▶ BRIEF
Carry forward the passage on Ramage's miniature portraits of George Washington, beginning right after its final sentence.

▶ GIVEN PASSAGE
■ ■ ■ ■ ■
After serving as second lieutenant, he decided to work on miniatures in the artistic, but small community of New York. He was widely established as the best artist in the city. After painting numerous miniature portraits of New York citizens, Martha Washington, wife of George Washington, decided to select Ramage to be the first artist to paint the 1st President of the United States in office.

The sitting took place 3 October 1789, possibly at Washington's official residency at the Samuel Osgood House in New York City. Both Ramage and Washington were sharply dressed at the time of the sitting. Ramage developed two distinct miniatures of Washington.

Ramage used ivory and gold to create his elliptical shaped miniatures. For ivory, he used delicately shaded cross-hatching overlapped with fine and smooth linear strokes to model his subject's faces. With gold, he used festoons, stippled patterns, and chased scallops.

For George Washington, Ramage used a lock of Washington's hair with a meticulously cut "GW" cypher.
■ ■ ■ ■ ■
(Saved data entries)
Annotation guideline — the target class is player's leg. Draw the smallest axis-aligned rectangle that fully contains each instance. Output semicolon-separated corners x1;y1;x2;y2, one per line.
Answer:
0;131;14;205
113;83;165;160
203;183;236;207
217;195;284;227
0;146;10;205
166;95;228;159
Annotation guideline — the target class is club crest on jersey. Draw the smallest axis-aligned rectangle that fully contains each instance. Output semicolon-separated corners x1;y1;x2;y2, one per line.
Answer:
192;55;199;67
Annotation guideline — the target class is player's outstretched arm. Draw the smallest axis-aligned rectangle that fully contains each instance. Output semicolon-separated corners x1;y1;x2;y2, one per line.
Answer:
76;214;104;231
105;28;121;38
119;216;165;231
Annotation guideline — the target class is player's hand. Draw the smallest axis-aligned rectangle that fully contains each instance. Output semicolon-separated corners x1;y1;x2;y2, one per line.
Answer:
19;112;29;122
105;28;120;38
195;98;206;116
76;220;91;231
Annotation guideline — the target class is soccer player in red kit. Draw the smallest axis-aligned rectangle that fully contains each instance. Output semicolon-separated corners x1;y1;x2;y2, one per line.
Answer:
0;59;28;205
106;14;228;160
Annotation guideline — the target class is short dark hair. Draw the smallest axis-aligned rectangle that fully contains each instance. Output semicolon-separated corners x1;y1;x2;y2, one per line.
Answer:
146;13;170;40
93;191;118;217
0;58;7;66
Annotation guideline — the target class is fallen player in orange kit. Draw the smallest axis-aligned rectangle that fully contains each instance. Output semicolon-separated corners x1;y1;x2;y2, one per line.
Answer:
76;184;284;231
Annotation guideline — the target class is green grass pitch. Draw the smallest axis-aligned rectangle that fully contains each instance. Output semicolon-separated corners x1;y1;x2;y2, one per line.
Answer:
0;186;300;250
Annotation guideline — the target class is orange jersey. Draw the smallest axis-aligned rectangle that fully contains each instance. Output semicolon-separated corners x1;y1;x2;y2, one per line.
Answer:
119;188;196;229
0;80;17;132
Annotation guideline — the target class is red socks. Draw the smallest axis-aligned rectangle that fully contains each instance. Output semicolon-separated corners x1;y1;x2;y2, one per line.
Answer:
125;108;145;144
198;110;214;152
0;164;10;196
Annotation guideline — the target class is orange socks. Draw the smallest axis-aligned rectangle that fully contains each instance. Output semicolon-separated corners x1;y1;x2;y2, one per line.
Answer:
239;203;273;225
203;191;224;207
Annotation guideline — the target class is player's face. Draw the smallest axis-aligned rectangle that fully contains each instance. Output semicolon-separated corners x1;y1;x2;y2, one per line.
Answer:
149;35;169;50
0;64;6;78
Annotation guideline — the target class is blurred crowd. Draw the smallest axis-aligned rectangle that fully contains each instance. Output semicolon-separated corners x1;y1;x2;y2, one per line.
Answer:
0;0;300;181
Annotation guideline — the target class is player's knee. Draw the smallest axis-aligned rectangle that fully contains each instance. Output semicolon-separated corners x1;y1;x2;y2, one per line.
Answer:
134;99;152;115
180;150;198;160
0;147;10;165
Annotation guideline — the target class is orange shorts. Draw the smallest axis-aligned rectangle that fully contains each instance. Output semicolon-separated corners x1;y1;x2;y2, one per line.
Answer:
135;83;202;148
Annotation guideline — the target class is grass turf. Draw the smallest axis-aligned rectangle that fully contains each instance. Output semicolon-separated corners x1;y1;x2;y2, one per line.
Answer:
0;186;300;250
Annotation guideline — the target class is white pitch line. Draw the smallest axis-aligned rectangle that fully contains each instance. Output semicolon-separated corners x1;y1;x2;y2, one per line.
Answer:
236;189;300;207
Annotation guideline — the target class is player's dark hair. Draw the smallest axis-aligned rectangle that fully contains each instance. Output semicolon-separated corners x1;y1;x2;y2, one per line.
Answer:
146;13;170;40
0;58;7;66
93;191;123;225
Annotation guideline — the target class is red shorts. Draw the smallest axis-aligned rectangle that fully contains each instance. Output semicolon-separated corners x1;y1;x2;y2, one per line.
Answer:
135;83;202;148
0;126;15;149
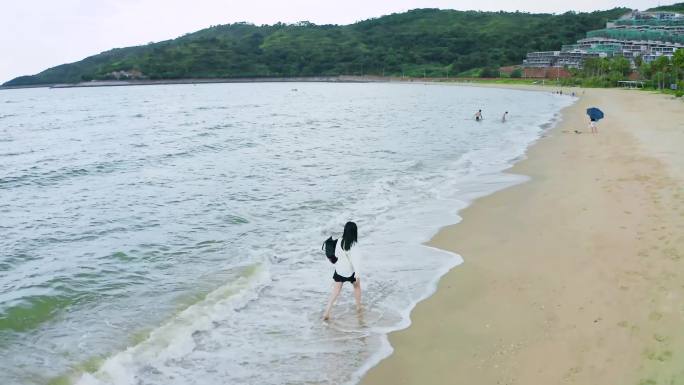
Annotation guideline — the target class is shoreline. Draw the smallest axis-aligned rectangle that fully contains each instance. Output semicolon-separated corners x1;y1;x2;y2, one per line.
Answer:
361;85;684;384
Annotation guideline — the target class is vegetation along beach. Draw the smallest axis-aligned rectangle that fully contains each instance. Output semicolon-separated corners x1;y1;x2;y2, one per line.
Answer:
0;0;684;385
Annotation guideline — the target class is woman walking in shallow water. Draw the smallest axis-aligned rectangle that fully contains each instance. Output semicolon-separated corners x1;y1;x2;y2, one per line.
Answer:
323;222;361;321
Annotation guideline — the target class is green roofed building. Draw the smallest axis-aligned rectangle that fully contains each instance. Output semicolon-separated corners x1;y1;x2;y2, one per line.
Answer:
523;11;684;68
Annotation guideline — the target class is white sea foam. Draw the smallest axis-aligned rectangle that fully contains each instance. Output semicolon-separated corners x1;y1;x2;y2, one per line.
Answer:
0;84;572;385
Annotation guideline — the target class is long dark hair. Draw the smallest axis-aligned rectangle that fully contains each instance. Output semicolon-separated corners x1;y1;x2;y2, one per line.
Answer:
342;222;357;251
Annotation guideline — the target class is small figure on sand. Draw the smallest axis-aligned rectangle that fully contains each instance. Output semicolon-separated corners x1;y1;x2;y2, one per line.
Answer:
587;107;604;134
323;222;361;321
589;118;598;134
475;110;484;122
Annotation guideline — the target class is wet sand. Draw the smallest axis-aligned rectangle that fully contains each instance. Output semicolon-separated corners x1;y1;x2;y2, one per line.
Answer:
361;89;684;385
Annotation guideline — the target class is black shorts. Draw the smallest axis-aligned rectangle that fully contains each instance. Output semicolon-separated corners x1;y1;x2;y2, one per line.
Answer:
333;270;356;283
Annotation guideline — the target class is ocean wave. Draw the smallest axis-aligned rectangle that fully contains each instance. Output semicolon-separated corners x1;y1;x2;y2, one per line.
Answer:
74;264;270;385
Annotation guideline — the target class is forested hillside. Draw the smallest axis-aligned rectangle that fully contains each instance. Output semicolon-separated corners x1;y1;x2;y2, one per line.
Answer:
4;8;628;86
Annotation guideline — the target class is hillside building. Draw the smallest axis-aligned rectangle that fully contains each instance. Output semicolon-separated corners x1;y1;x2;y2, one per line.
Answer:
523;11;684;68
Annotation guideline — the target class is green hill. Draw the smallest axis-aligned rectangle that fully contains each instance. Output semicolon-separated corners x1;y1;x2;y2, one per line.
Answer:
649;3;684;12
4;8;629;86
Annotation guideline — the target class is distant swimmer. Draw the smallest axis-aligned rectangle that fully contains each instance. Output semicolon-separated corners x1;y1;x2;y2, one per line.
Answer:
475;110;484;122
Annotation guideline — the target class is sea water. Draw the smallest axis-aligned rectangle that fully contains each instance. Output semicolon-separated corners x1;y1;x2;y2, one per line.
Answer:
0;83;573;385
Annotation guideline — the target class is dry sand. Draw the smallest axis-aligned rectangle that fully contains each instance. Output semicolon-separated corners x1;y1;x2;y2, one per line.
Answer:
362;90;684;385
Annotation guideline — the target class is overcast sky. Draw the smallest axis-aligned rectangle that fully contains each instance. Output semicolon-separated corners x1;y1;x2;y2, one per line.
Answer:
0;0;676;83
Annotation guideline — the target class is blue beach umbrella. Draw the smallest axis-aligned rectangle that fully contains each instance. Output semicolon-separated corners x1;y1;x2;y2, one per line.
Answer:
587;107;603;121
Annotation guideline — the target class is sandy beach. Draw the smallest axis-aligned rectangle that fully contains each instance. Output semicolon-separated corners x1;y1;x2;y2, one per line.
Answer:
362;89;684;385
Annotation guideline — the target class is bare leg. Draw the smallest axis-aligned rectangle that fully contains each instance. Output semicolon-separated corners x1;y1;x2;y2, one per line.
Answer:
354;278;361;311
323;282;342;321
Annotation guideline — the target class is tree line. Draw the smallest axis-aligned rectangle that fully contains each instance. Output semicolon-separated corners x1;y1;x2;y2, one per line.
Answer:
4;8;629;86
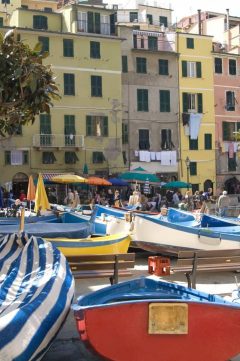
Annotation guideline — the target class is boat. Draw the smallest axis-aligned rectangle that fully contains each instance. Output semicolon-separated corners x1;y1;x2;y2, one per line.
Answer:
72;278;240;361
131;208;240;252
46;233;131;256
0;234;74;361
■ ■ ■ ■ ■
▶ ANSWER SPACE
== Later life and death ==
Britain's evacuation of New York may have affected Ramage's business. In 1789, he was suing for bad debts. He ended up in dire straits in 1794. Fearful of imprisonment and debt, he fled to Montreal in 1794 to escape further debt. En route, he contracted a fever after nearly escaping drowning. His original plan was to go to Quebec to find encouragement from Lieutenant-Colonel George Beckwith, and an acquaintance from Boston, Thomas Aston Coffin. When he got to Montreal, he was in a state of "galloping consumption". In Lower Canada, he arrived during a period of political tension. American emissaries were cautious of British officials coming from the United States. After five weeks recovering from his fever, he found himself in jail. Ramage lamented to his wife, "I should have staid where I was, as I think the Accommodation in the gaol in New York is much better, which is all they Could do with me there." He was discharged from jail after a month, due to the grand jury favoring his loyalism during the American Revolution. He still held a grudge against the Montreal government as of 1795. Also in 1795, Ramage claimed he painted multiple paintings, although only being paid for two of them. In February 1796, he wrote that he did "Some very Extraordinary pictures Lately Sutch as was never Seen in Montreal before." In November 1797, he protested "Some things in your Letters that racks my very soul. Want of money has been the only thing that has Prevented me from flying to your Arms, as I have never been three weeks at a time in health Since I came to this Place, by my fretting and anxiety of mind for you and my Poor dear Children." He died there 24 October 1802, possibly due to his fever when en route to Montreal.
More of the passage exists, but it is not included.